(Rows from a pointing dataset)
------------------------------------------------------------------------

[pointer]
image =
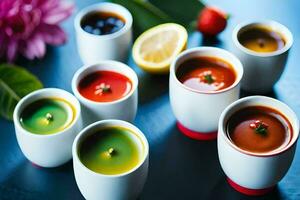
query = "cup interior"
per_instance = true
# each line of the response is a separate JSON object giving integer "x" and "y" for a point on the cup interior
{"x": 42, "y": 94}
{"x": 113, "y": 66}
{"x": 208, "y": 52}
{"x": 105, "y": 7}
{"x": 138, "y": 137}
{"x": 272, "y": 25}
{"x": 260, "y": 101}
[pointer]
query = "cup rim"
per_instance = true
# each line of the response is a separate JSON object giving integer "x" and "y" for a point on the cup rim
{"x": 204, "y": 49}
{"x": 103, "y": 123}
{"x": 75, "y": 80}
{"x": 283, "y": 30}
{"x": 95, "y": 7}
{"x": 295, "y": 134}
{"x": 77, "y": 108}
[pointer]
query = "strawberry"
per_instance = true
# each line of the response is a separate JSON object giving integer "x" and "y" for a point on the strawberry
{"x": 211, "y": 21}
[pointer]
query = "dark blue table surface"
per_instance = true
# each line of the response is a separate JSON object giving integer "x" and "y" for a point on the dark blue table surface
{"x": 180, "y": 168}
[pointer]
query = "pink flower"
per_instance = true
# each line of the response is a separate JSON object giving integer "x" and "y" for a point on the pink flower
{"x": 26, "y": 26}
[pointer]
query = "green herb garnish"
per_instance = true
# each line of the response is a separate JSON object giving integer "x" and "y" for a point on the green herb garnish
{"x": 208, "y": 78}
{"x": 261, "y": 129}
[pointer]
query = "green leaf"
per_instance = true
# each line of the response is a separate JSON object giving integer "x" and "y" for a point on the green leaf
{"x": 147, "y": 14}
{"x": 183, "y": 12}
{"x": 15, "y": 83}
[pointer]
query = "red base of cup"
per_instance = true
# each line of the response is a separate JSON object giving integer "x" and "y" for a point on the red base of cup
{"x": 197, "y": 135}
{"x": 248, "y": 191}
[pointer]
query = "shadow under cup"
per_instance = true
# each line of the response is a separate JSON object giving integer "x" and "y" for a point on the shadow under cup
{"x": 255, "y": 173}
{"x": 197, "y": 112}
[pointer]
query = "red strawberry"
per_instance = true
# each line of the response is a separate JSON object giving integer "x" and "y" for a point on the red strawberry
{"x": 211, "y": 21}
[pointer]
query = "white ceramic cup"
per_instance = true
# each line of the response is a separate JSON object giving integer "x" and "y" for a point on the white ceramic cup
{"x": 197, "y": 112}
{"x": 255, "y": 173}
{"x": 124, "y": 108}
{"x": 261, "y": 70}
{"x": 47, "y": 150}
{"x": 94, "y": 48}
{"x": 128, "y": 185}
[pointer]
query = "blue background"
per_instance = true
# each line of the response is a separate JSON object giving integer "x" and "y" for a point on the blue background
{"x": 180, "y": 168}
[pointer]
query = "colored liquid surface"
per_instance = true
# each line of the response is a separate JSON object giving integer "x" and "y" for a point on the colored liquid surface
{"x": 273, "y": 131}
{"x": 102, "y": 23}
{"x": 261, "y": 39}
{"x": 104, "y": 86}
{"x": 47, "y": 116}
{"x": 206, "y": 74}
{"x": 112, "y": 150}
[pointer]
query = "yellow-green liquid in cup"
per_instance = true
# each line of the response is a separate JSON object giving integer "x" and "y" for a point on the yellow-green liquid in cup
{"x": 111, "y": 150}
{"x": 47, "y": 116}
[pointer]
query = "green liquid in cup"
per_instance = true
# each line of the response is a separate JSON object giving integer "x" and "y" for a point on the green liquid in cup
{"x": 111, "y": 150}
{"x": 47, "y": 116}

------------------------------------------------------------------------

What the exercise asks:
Without including the pictures, reproduce all entries exactly.

Task answer:
[pointer]
image =
query = "cup interior"
per_instance = true
# each line of the response is a separate JSON object giving integer "x" and "y" for a point on the cup interior
{"x": 42, "y": 94}
{"x": 113, "y": 66}
{"x": 208, "y": 52}
{"x": 105, "y": 7}
{"x": 138, "y": 137}
{"x": 272, "y": 25}
{"x": 260, "y": 101}
[pointer]
query = "cup rim"
per_instance = true
# each line of the response is a separate JSON object giving integer "x" and "y" for a point on the cup rim
{"x": 204, "y": 49}
{"x": 103, "y": 123}
{"x": 75, "y": 80}
{"x": 283, "y": 30}
{"x": 95, "y": 7}
{"x": 295, "y": 134}
{"x": 77, "y": 108}
[pointer]
query = "strawberry"
per_instance = true
# each line of the response is a separate JSON object giving integer "x" and "y" for a point on the strawberry
{"x": 211, "y": 21}
[pointer]
query = "dark blue table surface"
per_instance = true
# each line of the response is a separate JSON object giving integer "x" and "y" for a point on the dark blue table surface
{"x": 180, "y": 168}
[pointer]
query = "pink flower"
per_instance = true
# each line of the response is a separate JSON object giving integer "x" and "y" for a point on the pink flower
{"x": 26, "y": 26}
[pointer]
query = "green herb garnish"
per_instance = true
# each line of the response is a separate JSON object giving integer "x" and "y" for a point on the green herb garnish
{"x": 208, "y": 78}
{"x": 261, "y": 129}
[pointer]
query = "green leaf"
per_instance = true
# each line of the response is a separate JSON object giving integer "x" and "y" for a point on the green leaf
{"x": 147, "y": 14}
{"x": 183, "y": 12}
{"x": 15, "y": 83}
[pointer]
query = "red base of cup"
per_instance = true
# each line of the response is a separate JSON object giving integer "x" and "y" for a point on the red base of cup
{"x": 197, "y": 135}
{"x": 248, "y": 191}
[pointer]
query = "shadow under cup"
per_instance = true
# each line of the response is a separate JSON object giving integer "x" and "y" for a point on the shadow under cup
{"x": 255, "y": 173}
{"x": 197, "y": 112}
[pointer]
query = "red strawberry"
per_instance = true
# each line of the response is a separate JSON object giving integer "x" and "y" for a point on the red strawberry
{"x": 211, "y": 21}
[pointer]
query = "white ceramic cup"
per_instance = true
# each line of the response is a separate JSON object giving integer "x" and "y" for a point on the white ceramic cup
{"x": 197, "y": 112}
{"x": 255, "y": 173}
{"x": 124, "y": 108}
{"x": 261, "y": 70}
{"x": 47, "y": 150}
{"x": 94, "y": 48}
{"x": 128, "y": 185}
[pointer]
query = "blue background"
per_instance = true
# each line of the response is a separate JSON object giving integer "x" and "y" for a point on the blue background
{"x": 180, "y": 168}
[pointer]
query = "colored liquid surface"
per_instance = true
# each line of the response is a separate JSON object giving integer "x" and "y" for a point on the colored liquid surface
{"x": 273, "y": 131}
{"x": 102, "y": 23}
{"x": 261, "y": 39}
{"x": 104, "y": 86}
{"x": 47, "y": 116}
{"x": 206, "y": 74}
{"x": 112, "y": 150}
[pointer]
query = "yellow-green liquid in cup"
per_instance = true
# each line of the response is a separate JSON object giving integer "x" and "y" for a point on the yellow-green liquid in cup
{"x": 111, "y": 150}
{"x": 47, "y": 116}
[pointer]
query = "green liquid in cup"
per_instance = true
# each line of the response is a separate JSON object giving integer "x" and "y" for a point on the green liquid in cup
{"x": 111, "y": 150}
{"x": 47, "y": 116}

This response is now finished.